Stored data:
--*--
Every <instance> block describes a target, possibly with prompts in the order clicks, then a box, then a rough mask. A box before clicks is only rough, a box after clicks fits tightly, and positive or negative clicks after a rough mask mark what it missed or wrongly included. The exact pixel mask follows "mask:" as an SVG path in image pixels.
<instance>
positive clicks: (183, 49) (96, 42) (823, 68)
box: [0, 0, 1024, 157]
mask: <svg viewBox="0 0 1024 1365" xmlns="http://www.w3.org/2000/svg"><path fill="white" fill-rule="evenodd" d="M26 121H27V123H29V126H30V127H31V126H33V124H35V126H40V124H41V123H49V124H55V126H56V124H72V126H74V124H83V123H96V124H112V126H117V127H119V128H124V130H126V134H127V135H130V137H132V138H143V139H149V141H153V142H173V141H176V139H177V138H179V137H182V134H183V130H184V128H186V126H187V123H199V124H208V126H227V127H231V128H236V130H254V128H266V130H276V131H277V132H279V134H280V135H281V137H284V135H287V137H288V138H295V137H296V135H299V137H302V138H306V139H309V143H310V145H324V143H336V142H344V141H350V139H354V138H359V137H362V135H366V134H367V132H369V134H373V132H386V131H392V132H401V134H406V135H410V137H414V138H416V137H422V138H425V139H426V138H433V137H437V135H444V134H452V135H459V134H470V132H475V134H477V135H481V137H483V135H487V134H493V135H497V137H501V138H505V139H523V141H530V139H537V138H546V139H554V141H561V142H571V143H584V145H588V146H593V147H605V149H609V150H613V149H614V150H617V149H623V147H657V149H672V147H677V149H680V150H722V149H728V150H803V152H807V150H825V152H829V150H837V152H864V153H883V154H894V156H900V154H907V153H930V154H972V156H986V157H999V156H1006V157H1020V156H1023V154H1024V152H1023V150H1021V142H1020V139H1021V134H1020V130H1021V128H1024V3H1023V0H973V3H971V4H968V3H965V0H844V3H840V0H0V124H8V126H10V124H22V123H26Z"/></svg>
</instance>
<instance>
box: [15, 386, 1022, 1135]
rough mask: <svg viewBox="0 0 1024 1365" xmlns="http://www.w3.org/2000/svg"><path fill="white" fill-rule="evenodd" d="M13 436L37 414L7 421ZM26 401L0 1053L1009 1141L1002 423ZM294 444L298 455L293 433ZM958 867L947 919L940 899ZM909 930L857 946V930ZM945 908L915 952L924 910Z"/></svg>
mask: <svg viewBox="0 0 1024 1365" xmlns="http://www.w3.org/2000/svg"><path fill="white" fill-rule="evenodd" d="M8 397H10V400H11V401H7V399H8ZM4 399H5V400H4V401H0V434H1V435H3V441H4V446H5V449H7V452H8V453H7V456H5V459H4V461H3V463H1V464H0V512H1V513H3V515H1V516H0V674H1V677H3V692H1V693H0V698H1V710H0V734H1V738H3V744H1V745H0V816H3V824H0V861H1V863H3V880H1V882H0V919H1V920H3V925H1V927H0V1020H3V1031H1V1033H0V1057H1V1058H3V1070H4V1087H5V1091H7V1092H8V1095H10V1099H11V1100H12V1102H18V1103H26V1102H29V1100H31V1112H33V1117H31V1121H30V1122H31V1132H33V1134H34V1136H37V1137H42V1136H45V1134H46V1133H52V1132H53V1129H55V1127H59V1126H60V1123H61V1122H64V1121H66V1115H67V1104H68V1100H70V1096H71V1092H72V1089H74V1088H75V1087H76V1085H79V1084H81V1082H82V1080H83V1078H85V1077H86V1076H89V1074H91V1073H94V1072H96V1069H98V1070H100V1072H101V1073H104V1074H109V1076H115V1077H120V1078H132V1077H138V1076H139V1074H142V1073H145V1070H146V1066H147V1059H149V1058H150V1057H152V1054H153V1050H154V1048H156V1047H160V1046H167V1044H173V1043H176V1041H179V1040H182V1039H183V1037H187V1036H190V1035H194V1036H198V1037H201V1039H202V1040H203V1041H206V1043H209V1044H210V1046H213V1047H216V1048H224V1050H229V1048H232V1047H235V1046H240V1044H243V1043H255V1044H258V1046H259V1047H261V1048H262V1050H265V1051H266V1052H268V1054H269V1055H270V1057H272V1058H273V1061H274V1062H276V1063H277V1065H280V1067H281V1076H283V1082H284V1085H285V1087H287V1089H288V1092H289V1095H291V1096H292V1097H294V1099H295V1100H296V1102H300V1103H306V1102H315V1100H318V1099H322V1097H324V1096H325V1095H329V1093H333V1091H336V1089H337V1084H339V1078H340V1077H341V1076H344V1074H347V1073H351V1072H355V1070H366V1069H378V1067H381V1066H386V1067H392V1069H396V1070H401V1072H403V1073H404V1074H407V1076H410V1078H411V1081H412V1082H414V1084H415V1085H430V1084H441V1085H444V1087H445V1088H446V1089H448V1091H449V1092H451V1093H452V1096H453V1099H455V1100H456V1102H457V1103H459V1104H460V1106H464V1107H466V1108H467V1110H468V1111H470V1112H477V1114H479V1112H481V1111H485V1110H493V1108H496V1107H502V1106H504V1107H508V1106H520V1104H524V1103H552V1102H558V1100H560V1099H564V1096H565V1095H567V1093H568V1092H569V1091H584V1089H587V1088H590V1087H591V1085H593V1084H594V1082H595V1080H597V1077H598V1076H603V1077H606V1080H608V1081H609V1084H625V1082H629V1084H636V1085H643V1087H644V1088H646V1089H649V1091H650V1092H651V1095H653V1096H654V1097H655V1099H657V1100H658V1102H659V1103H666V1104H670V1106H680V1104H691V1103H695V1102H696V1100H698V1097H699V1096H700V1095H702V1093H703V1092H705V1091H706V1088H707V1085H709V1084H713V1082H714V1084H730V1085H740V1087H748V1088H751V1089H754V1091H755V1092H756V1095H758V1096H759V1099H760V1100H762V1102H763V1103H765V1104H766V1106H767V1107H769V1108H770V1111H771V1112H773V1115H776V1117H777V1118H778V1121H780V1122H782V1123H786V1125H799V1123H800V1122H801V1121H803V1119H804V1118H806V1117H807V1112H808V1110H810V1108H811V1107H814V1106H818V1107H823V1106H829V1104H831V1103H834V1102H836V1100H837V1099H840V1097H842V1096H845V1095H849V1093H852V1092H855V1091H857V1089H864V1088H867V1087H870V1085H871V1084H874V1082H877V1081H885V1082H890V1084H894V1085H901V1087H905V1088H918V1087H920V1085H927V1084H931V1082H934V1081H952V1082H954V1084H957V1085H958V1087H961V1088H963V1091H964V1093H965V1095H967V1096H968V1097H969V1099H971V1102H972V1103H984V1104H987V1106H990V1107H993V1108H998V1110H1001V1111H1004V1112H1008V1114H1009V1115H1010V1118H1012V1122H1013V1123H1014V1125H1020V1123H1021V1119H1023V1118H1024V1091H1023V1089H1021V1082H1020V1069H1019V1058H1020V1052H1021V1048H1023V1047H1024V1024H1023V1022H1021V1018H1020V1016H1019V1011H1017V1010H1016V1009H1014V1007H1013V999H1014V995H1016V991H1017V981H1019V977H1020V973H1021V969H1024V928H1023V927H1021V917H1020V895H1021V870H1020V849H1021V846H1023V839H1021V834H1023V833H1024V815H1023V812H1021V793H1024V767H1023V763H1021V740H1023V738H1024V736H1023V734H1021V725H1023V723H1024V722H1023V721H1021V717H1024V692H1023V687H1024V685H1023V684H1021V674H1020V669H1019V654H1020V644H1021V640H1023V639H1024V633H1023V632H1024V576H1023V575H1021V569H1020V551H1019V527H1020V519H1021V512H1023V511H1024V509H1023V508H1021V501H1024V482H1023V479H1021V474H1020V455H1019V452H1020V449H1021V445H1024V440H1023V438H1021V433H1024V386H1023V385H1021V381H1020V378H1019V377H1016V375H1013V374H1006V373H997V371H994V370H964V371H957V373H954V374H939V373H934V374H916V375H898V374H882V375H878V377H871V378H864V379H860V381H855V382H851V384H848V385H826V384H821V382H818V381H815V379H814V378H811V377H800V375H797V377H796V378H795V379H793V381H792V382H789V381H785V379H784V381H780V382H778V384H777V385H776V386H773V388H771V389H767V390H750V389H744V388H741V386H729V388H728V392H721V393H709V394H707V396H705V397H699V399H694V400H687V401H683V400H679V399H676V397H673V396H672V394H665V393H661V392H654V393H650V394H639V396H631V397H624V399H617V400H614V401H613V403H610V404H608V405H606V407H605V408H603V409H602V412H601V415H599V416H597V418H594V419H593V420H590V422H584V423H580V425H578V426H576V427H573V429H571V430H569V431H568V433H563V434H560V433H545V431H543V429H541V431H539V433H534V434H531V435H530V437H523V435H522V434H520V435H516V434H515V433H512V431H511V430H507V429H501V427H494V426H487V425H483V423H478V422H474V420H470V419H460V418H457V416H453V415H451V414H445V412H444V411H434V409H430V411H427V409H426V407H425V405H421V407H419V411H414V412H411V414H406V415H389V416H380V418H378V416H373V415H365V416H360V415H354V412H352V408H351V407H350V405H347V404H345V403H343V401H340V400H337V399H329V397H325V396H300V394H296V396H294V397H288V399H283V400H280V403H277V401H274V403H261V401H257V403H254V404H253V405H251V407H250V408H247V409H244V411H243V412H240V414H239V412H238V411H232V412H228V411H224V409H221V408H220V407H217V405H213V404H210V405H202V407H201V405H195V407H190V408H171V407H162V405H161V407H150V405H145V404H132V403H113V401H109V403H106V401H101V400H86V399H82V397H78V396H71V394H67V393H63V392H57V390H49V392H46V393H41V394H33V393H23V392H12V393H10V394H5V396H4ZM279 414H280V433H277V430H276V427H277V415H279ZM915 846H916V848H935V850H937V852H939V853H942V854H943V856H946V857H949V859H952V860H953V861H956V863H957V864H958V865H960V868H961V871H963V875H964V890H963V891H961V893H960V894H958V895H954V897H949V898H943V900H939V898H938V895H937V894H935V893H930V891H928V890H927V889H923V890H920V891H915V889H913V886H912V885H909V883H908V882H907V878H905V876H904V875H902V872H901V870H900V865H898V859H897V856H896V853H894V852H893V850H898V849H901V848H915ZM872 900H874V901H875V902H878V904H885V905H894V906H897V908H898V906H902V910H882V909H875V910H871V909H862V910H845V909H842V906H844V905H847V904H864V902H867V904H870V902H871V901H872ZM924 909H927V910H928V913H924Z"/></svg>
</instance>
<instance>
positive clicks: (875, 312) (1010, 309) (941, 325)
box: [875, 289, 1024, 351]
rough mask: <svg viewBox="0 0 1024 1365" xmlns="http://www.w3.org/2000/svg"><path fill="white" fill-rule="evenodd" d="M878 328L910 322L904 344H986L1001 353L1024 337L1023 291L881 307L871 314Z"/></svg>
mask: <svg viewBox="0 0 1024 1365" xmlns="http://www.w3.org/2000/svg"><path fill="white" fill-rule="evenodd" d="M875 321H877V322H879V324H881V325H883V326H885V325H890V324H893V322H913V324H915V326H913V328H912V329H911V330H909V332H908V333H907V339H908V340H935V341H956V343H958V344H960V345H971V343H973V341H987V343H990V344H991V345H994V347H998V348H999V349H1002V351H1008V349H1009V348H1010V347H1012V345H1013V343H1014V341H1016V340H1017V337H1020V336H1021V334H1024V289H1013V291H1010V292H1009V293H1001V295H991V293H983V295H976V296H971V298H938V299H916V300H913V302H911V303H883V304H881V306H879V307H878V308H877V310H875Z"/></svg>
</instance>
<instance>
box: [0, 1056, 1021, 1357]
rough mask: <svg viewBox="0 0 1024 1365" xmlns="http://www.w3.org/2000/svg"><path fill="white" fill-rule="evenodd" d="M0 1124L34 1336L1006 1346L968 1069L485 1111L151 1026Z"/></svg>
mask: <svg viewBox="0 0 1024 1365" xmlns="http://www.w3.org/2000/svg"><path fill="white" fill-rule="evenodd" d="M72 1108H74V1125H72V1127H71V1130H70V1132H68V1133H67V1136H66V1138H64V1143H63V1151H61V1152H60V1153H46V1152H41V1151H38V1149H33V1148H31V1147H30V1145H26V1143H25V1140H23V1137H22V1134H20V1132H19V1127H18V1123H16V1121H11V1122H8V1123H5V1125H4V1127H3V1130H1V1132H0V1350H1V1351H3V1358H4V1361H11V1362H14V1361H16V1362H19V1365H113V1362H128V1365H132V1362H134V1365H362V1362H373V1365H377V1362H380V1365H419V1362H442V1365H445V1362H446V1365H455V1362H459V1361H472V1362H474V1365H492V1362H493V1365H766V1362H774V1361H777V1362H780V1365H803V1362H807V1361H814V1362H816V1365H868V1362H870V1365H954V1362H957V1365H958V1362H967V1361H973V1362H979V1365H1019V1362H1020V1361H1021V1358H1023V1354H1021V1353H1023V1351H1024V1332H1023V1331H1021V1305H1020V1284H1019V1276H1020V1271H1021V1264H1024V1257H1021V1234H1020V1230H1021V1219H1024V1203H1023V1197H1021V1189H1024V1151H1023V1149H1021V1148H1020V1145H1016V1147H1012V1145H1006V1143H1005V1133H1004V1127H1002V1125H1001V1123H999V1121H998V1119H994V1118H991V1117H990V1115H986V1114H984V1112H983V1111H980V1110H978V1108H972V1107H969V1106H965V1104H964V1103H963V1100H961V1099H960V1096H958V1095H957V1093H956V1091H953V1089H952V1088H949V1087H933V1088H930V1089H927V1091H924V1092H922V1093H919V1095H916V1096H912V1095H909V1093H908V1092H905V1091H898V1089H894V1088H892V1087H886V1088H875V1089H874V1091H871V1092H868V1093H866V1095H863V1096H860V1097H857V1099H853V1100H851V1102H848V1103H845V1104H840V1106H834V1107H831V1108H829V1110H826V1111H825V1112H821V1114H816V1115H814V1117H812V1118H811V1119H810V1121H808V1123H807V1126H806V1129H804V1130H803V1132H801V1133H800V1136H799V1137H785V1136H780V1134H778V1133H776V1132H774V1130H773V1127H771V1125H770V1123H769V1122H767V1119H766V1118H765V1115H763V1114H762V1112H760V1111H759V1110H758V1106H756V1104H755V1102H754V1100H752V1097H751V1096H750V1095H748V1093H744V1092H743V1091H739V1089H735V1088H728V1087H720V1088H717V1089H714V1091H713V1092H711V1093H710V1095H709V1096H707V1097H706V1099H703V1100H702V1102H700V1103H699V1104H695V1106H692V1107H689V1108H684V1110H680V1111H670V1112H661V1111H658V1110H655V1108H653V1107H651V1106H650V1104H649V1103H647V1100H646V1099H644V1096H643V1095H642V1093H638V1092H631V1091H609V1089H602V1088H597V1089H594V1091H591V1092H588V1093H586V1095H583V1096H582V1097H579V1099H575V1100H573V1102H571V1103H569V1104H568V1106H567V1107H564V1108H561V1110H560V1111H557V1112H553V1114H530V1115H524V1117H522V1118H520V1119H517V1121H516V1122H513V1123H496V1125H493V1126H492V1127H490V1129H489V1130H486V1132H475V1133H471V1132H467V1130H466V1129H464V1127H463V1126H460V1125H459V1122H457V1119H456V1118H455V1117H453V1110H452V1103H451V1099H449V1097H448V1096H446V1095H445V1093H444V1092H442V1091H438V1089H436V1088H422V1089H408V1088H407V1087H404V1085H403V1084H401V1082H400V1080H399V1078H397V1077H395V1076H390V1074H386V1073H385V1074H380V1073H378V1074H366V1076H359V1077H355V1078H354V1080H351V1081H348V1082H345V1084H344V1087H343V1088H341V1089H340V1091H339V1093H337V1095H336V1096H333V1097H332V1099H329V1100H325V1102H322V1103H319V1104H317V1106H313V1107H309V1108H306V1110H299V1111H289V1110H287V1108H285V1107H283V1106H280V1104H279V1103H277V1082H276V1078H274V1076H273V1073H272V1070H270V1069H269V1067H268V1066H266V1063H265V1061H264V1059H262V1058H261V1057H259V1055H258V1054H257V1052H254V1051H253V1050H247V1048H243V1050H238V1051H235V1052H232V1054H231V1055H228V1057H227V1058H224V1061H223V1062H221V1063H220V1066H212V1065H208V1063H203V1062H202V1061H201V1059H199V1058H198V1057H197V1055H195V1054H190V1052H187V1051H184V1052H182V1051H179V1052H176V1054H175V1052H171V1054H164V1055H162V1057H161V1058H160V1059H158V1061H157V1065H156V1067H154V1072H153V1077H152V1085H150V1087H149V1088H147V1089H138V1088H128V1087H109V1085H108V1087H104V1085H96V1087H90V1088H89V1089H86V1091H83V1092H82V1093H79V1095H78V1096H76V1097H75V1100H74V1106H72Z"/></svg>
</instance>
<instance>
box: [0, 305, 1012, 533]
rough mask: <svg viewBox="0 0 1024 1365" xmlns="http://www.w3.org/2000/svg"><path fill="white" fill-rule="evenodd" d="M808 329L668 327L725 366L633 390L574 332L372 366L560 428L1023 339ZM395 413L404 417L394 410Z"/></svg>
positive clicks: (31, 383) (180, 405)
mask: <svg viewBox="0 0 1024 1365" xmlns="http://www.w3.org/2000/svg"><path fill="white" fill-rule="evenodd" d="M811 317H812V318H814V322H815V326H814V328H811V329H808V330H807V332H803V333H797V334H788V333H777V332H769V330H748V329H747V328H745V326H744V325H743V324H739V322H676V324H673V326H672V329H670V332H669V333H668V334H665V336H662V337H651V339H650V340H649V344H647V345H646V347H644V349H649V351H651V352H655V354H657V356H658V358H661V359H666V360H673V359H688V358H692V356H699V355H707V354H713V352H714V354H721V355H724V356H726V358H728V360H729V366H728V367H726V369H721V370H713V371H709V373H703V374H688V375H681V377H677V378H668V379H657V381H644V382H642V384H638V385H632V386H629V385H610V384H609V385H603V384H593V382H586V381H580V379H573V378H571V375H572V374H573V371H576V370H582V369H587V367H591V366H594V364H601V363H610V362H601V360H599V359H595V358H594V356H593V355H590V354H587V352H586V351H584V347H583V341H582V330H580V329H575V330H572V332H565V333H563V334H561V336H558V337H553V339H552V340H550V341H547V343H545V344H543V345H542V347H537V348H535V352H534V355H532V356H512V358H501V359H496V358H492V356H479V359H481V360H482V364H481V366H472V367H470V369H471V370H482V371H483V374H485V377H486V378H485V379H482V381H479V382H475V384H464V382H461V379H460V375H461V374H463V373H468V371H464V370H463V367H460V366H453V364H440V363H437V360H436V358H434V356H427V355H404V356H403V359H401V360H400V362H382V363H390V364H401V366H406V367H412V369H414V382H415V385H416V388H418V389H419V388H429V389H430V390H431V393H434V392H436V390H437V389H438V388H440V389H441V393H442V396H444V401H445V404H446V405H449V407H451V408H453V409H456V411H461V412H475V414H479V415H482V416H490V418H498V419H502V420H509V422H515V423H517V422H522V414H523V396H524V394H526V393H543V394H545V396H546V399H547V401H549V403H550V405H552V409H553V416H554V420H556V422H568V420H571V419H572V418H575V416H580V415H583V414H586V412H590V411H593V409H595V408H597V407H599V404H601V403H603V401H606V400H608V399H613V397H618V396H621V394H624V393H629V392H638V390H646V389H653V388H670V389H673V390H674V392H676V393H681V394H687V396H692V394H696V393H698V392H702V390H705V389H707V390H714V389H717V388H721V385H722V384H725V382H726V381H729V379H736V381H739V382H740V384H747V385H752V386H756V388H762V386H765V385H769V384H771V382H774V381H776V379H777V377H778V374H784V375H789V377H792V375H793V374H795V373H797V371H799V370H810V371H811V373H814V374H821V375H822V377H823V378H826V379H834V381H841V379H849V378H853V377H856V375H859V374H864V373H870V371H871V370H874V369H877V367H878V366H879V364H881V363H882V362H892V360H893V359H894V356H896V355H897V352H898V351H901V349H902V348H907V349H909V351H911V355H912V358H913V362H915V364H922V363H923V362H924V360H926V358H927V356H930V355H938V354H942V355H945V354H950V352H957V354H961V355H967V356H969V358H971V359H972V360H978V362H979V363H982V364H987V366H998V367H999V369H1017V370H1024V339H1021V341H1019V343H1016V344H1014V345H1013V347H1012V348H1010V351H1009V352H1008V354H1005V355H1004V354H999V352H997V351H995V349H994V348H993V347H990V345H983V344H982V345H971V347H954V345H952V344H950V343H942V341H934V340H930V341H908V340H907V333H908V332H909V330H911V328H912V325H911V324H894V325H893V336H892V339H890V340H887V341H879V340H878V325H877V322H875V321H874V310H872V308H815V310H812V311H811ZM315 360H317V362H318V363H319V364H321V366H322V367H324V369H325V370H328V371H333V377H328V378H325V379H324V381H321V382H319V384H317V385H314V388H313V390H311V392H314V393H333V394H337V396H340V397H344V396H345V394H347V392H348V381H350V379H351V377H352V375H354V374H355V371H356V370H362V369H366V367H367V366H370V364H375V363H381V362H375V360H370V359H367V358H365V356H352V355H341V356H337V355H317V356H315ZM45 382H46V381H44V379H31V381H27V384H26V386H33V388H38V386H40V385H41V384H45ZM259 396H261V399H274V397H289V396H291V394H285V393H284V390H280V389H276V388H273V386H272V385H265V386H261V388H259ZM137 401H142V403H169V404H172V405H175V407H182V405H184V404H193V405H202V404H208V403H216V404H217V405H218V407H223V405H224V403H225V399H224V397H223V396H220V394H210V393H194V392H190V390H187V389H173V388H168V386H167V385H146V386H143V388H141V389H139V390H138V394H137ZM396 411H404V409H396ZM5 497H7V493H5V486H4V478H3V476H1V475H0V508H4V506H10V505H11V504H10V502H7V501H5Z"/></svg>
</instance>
--*--
Description of the task
Return a word-for-word copy of the lines above from the one holding "328L910 322L904 344H986L1001" through the one holding "box: [0, 1056, 1021, 1357]", with both of them included and nothing besides.

Solution for this exercise
rough mask: <svg viewBox="0 0 1024 1365" xmlns="http://www.w3.org/2000/svg"><path fill="white" fill-rule="evenodd" d="M878 328L910 322L904 344H986L1001 353L1024 337L1023 291L881 307L871 314Z"/></svg>
mask: <svg viewBox="0 0 1024 1365" xmlns="http://www.w3.org/2000/svg"><path fill="white" fill-rule="evenodd" d="M875 321H877V322H879V324H881V325H883V326H885V325H890V324H893V322H913V324H915V326H913V328H912V329H911V330H909V332H908V333H907V339H908V340H935V341H956V343H958V344H960V345H971V343H973V341H987V343H990V344H991V345H994V347H998V348H999V349H1002V351H1008V349H1009V348H1010V347H1012V345H1013V343H1014V341H1016V340H1017V337H1020V336H1021V334H1024V289H1013V291H1010V292H1009V293H1001V295H991V293H983V295H976V296H971V298H938V299H916V300H913V302H911V303H883V304H881V306H879V307H878V308H877V310H875Z"/></svg>
</instance>
<instance>
box: [0, 1056, 1021, 1357]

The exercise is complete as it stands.